## [EXERCISE]
Write out again only the lines running from the one that contains "the sign with red heart" to the end of the records below, including both the first and the last.

## [SUPPLIED INFORMATION]
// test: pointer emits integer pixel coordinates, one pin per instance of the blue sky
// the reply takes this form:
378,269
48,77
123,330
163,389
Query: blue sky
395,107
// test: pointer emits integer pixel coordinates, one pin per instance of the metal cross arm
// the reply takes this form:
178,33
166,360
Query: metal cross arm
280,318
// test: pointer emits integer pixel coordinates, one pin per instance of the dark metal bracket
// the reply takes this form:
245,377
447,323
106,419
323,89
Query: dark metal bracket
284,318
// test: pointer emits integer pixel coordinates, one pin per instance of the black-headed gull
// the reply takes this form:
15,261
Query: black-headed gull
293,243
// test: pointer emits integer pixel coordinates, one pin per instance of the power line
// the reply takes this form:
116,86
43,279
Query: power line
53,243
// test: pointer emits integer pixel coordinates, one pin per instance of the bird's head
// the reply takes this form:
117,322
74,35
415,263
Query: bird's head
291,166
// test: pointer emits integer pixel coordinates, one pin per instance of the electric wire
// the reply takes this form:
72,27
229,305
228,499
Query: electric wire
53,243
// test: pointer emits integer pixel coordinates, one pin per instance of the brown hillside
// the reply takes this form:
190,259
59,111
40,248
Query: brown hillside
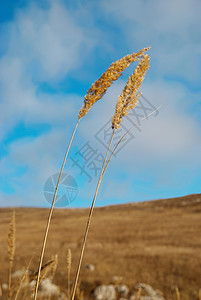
156,242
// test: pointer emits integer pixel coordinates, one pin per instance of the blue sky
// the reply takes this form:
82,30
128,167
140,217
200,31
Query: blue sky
50,54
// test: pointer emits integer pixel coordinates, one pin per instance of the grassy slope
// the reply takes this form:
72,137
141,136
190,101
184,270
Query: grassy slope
157,242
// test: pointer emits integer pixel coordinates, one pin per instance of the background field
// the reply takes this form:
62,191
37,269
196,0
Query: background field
156,242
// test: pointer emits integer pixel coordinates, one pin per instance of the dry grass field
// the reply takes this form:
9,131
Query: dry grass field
155,242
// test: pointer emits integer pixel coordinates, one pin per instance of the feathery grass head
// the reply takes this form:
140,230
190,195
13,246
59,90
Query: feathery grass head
129,96
99,88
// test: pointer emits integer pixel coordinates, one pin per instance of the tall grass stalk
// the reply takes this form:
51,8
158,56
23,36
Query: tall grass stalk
95,93
126,101
89,221
11,251
69,261
50,213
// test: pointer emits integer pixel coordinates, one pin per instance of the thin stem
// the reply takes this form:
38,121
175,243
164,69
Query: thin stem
51,211
10,279
89,221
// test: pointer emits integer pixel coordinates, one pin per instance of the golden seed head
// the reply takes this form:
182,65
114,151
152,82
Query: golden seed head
130,95
99,88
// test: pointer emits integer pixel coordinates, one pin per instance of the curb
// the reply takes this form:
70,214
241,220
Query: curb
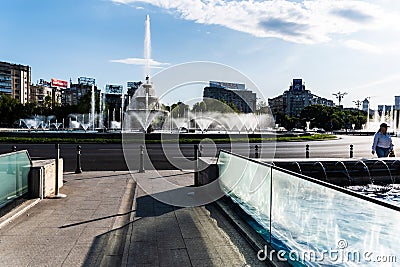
18,211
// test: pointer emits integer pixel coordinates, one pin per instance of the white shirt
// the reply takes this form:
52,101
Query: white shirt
382,140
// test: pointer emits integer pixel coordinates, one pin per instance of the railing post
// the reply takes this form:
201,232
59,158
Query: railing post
57,158
351,151
196,165
78,160
141,159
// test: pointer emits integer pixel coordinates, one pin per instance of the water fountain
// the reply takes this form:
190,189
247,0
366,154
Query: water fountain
92,108
144,107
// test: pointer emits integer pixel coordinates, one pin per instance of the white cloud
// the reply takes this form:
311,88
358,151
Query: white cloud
362,46
307,21
140,61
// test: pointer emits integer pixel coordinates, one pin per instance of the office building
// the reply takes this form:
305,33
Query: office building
15,81
294,100
232,93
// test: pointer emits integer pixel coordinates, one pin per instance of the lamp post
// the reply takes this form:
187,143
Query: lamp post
358,103
339,95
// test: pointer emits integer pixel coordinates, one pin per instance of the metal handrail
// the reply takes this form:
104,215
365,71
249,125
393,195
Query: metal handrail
319,182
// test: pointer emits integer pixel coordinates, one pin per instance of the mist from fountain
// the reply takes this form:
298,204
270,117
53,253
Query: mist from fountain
37,122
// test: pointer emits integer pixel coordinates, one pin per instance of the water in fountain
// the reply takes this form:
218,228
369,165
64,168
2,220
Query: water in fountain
147,46
56,125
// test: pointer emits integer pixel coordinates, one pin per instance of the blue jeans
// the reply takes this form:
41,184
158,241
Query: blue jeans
382,152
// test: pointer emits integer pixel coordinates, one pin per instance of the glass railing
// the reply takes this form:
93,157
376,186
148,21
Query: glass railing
14,172
310,222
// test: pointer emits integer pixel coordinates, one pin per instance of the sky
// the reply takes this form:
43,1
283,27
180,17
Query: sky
348,46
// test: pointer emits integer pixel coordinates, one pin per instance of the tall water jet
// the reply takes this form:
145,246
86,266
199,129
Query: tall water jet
147,47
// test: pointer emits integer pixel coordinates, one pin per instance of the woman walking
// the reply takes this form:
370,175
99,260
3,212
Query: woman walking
382,144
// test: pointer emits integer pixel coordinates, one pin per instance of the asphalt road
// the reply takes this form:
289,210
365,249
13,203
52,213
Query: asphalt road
111,156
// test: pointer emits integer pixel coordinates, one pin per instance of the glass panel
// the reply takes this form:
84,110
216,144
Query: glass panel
309,219
14,171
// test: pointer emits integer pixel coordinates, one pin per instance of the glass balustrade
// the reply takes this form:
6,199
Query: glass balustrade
313,223
14,172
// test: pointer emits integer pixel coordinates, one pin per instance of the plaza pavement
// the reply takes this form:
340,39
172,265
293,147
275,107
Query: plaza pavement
108,220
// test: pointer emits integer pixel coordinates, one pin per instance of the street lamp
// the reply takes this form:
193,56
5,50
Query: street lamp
340,96
358,103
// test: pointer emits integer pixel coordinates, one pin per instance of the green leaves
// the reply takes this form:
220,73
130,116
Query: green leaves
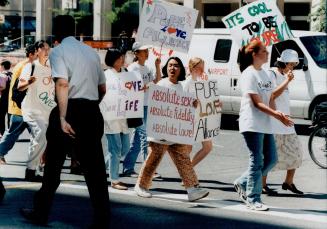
4,2
113,15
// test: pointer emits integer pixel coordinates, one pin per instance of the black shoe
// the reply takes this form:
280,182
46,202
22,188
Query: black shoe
269,191
33,216
31,177
77,170
292,188
2,191
130,174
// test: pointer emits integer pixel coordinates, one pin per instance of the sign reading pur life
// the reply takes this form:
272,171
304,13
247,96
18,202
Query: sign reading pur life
166,25
259,20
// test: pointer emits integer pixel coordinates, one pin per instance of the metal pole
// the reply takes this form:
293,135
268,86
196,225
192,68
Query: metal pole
22,25
140,9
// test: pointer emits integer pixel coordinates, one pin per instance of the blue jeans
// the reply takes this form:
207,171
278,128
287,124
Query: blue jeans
139,143
9,138
118,145
263,157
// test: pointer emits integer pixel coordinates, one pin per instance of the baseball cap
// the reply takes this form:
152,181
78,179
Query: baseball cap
138,46
289,55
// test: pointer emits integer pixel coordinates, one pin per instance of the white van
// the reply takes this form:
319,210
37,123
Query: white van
220,53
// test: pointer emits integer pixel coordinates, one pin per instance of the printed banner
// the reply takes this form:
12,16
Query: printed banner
208,111
258,20
124,97
170,115
166,25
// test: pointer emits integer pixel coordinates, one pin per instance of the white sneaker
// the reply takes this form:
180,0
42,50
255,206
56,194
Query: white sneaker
196,194
142,192
257,206
240,191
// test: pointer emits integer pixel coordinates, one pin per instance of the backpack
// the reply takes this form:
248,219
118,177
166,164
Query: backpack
18,96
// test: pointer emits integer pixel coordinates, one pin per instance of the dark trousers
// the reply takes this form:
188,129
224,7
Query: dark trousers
2,190
86,120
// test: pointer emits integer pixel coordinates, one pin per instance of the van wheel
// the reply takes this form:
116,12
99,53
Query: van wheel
313,114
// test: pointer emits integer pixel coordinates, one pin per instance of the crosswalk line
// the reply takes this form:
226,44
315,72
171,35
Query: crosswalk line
221,204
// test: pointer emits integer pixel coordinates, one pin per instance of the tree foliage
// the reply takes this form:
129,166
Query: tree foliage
4,2
114,14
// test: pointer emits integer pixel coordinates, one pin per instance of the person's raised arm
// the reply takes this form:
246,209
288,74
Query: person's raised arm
158,71
280,88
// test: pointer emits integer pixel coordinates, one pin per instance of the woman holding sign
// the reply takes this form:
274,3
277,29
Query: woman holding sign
255,123
289,147
173,72
37,104
116,130
139,143
196,68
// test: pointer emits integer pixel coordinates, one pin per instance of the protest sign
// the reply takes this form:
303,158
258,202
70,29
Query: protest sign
166,25
208,111
258,20
124,97
170,115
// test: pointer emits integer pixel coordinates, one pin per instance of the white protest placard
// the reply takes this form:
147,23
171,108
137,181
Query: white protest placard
170,115
258,20
124,97
208,111
166,25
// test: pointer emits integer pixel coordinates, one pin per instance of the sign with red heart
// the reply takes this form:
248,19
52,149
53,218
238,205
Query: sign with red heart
166,25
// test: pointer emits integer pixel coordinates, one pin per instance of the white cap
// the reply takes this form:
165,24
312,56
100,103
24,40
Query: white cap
138,46
289,56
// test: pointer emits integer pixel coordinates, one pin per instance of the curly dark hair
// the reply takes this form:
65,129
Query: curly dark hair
112,55
182,74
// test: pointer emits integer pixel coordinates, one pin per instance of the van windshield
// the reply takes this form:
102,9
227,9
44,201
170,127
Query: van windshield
317,47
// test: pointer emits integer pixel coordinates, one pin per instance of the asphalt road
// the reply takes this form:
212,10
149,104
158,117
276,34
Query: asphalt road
169,206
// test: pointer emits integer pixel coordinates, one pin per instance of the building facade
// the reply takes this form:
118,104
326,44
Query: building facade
38,16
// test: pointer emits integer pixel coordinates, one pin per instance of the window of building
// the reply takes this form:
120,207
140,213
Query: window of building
213,13
222,52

## [WORKED ANSWER]
// test: pointer emits integer pixel coordinates, one pin per instance of the sign with red heart
// the reply takes this form:
248,19
52,149
53,218
238,205
Query: sign with red heart
166,25
// test: pointer emits integer pixel coordinates, one pin per instance of the white cap
// the reply takes this form:
165,24
312,56
100,103
24,40
Query: white cap
138,46
289,56
// test: pointer emits integer pixel coordinates, one pin per instance of the curly dark hair
// the reply takes this form:
65,129
Query: curly dark hair
112,55
182,74
// test: pointer emits integer pixel coordinates, one pin per instance of the van windshield
// the reply takes this form:
102,9
227,9
44,201
170,127
Query: van windshield
317,47
// test: pointer emits integer pixel coordinates, one pin per instance of the asphalt road
// the reply takes this form:
212,10
149,104
158,117
276,34
Query: asphalt road
169,206
// test: pointer emits integer pixel coordinates, one pin per instance of the building facade
// the reply takes this form:
118,104
326,44
Query: building facade
38,16
// test: pointer emits integer pixel coordinates, one pin per instance of the window of building
// the reply takes this form:
120,207
140,213
Query: window of building
213,13
222,52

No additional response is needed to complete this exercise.